### INFORMATION GIVEN ###

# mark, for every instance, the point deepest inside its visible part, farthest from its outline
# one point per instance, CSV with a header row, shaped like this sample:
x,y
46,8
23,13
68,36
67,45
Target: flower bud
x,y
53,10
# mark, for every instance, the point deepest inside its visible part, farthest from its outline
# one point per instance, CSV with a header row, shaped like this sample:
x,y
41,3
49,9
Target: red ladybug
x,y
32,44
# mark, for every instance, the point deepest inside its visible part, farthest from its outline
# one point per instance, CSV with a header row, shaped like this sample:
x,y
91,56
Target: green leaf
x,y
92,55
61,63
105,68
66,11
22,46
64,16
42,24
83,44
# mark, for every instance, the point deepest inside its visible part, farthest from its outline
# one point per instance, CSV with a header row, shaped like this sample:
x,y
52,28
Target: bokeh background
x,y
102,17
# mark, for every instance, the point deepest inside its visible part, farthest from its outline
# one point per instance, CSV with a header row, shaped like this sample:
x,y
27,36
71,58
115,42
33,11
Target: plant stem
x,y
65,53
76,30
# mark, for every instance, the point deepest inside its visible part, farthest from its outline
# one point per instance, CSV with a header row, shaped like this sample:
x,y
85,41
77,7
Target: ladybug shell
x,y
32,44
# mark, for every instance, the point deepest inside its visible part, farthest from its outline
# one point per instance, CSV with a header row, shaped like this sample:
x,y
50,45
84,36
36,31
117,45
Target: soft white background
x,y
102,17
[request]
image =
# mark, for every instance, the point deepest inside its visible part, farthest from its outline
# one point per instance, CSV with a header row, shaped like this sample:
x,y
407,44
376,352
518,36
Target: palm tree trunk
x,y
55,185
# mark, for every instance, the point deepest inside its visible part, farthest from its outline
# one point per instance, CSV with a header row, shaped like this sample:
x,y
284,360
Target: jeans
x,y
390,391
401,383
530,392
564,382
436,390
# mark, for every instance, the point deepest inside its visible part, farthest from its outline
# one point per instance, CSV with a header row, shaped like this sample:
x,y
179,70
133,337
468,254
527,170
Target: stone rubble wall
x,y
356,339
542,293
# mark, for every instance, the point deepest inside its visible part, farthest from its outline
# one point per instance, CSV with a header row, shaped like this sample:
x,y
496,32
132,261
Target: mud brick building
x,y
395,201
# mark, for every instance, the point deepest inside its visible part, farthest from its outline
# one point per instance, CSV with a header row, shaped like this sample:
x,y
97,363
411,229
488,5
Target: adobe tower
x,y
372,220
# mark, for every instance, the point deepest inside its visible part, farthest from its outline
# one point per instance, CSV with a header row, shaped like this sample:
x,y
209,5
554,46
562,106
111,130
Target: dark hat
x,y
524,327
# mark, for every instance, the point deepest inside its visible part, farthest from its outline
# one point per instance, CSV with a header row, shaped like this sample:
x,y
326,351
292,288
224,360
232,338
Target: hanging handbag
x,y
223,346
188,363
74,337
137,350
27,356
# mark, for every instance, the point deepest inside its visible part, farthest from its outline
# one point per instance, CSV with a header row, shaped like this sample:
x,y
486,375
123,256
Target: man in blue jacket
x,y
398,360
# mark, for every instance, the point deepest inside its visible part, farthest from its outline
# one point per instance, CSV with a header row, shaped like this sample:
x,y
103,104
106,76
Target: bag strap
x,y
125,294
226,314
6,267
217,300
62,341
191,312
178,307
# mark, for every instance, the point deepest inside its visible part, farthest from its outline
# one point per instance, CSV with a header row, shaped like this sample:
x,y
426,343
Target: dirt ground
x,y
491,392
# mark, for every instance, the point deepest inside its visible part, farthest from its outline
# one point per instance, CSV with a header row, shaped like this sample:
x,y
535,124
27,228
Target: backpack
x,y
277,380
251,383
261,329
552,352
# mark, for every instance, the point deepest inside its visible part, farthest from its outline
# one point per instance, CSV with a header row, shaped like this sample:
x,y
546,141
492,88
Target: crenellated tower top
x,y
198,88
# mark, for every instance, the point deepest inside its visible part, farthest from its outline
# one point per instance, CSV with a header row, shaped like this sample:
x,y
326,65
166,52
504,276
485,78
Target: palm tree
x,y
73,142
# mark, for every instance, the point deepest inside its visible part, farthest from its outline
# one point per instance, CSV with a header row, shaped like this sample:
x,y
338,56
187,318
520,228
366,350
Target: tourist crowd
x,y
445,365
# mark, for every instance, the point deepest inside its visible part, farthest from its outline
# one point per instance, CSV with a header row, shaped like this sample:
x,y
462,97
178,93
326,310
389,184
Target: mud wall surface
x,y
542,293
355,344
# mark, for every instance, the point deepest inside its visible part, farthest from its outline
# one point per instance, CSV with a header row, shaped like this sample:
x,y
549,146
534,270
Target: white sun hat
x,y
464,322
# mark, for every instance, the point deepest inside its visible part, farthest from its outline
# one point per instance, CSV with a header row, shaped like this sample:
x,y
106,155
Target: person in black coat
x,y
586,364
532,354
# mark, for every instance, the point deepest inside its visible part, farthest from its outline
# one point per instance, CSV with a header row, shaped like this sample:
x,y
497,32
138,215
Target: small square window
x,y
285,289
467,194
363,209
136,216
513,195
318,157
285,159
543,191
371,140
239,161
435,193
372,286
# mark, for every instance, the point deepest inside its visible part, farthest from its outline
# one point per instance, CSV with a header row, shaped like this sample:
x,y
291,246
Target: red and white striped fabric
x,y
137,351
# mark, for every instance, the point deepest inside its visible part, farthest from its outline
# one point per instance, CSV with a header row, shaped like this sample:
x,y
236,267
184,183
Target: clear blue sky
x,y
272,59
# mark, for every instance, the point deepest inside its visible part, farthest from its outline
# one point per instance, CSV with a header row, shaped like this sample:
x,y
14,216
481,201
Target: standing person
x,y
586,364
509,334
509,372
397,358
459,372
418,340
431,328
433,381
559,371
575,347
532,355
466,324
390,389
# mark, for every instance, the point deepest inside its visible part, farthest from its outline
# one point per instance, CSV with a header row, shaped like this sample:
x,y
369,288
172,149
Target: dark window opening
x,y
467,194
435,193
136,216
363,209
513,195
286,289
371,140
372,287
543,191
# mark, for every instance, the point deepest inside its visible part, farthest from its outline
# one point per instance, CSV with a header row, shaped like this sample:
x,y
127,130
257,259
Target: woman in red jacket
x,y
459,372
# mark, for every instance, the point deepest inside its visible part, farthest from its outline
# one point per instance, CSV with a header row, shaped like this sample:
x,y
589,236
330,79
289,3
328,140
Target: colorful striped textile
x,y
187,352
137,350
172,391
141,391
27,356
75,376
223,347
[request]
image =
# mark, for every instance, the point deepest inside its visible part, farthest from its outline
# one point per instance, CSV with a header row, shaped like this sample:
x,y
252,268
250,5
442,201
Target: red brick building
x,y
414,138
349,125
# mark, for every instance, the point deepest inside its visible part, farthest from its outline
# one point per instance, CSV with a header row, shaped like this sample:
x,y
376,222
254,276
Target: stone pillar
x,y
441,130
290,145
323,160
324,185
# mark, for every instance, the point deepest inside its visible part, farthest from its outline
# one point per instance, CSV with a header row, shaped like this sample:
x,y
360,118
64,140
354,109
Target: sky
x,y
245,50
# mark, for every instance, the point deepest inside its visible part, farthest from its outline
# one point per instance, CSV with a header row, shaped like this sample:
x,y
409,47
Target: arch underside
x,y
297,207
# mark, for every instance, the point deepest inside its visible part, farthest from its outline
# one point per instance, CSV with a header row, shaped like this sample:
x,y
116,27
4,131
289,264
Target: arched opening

###
### INFORMATION GIVEN ###

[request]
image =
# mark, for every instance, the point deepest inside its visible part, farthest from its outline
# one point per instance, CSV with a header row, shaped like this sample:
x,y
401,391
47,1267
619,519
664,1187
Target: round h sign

###

WHAT THIS TASK INVOLVES: Pull out every line of the data that contains the string "brick".

THE COMPLETED TASK:
Target: mud brick building
Target: red brick building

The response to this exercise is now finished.